→ **Short problem**: Recast the material from the line containing "like [(29, 132)]." through the line containing "197), (241, 144)]", both included, as a JSON list of strings with one string per line and no blank lines.

→ **Data section**:
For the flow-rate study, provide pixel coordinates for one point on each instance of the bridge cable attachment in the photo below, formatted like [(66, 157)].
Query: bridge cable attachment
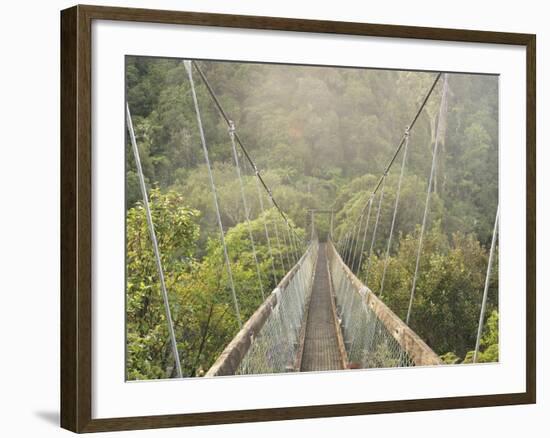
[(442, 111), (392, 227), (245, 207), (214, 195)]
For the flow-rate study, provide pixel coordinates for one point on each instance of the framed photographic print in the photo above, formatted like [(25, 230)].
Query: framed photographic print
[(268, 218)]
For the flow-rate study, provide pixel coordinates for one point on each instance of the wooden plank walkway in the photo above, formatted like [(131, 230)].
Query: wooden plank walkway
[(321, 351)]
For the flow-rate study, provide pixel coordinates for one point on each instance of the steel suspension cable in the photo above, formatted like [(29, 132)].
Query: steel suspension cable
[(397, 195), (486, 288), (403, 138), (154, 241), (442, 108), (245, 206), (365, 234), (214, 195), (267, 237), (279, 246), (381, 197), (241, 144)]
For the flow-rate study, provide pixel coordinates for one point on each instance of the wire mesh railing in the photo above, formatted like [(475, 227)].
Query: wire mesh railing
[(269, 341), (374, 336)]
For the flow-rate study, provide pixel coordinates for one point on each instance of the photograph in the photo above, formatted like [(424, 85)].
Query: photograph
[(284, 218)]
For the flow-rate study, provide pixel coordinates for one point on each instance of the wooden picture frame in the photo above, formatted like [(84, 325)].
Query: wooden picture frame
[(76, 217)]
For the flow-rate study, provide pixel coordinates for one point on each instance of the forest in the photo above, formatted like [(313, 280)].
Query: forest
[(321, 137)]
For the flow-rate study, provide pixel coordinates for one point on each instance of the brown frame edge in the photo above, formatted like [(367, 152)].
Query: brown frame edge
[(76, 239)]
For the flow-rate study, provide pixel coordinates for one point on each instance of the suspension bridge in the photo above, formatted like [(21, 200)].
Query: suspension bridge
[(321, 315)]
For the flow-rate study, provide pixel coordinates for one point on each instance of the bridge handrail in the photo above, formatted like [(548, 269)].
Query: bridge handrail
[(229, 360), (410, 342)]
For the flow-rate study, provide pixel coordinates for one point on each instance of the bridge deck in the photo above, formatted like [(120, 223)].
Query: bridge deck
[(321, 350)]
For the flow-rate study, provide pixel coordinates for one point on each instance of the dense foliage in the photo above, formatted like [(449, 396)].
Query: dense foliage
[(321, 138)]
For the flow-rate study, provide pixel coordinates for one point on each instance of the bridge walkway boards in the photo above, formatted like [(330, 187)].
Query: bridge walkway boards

* * *

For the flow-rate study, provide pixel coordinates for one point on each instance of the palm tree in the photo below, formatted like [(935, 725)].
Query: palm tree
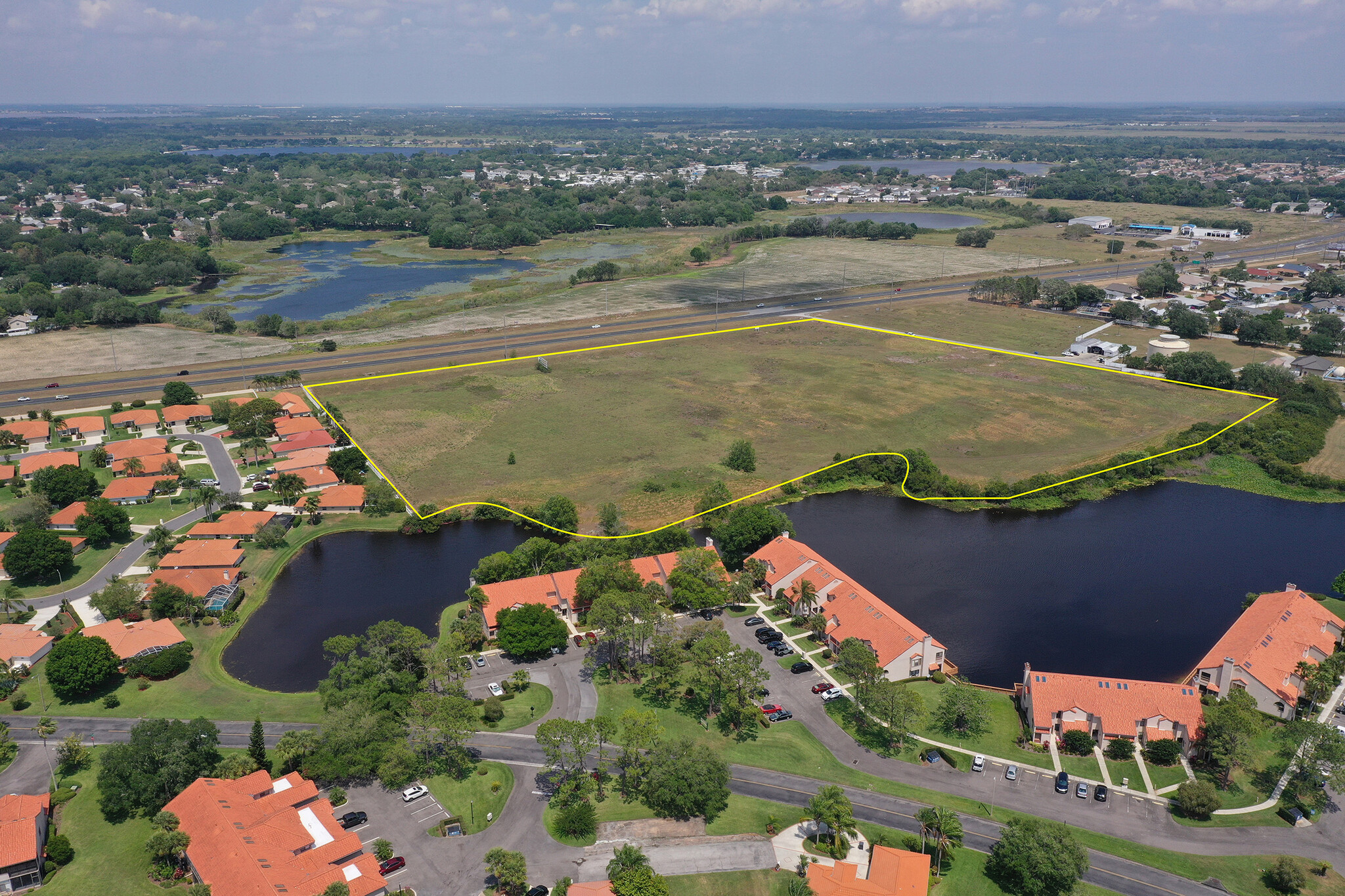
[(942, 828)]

→ **Result of the exercise**:
[
  "For the flow-rate study, provide pixel coordinates for one point on each instance of the steel suspension cable in the photo above, formatted like [(29, 132)].",
  "Query: steel suspension cable",
  "[(397, 195), (486, 288), (403, 138), (154, 241), (442, 108), (245, 206), (365, 234), (214, 195), (267, 237), (279, 246), (381, 197), (241, 144)]"
]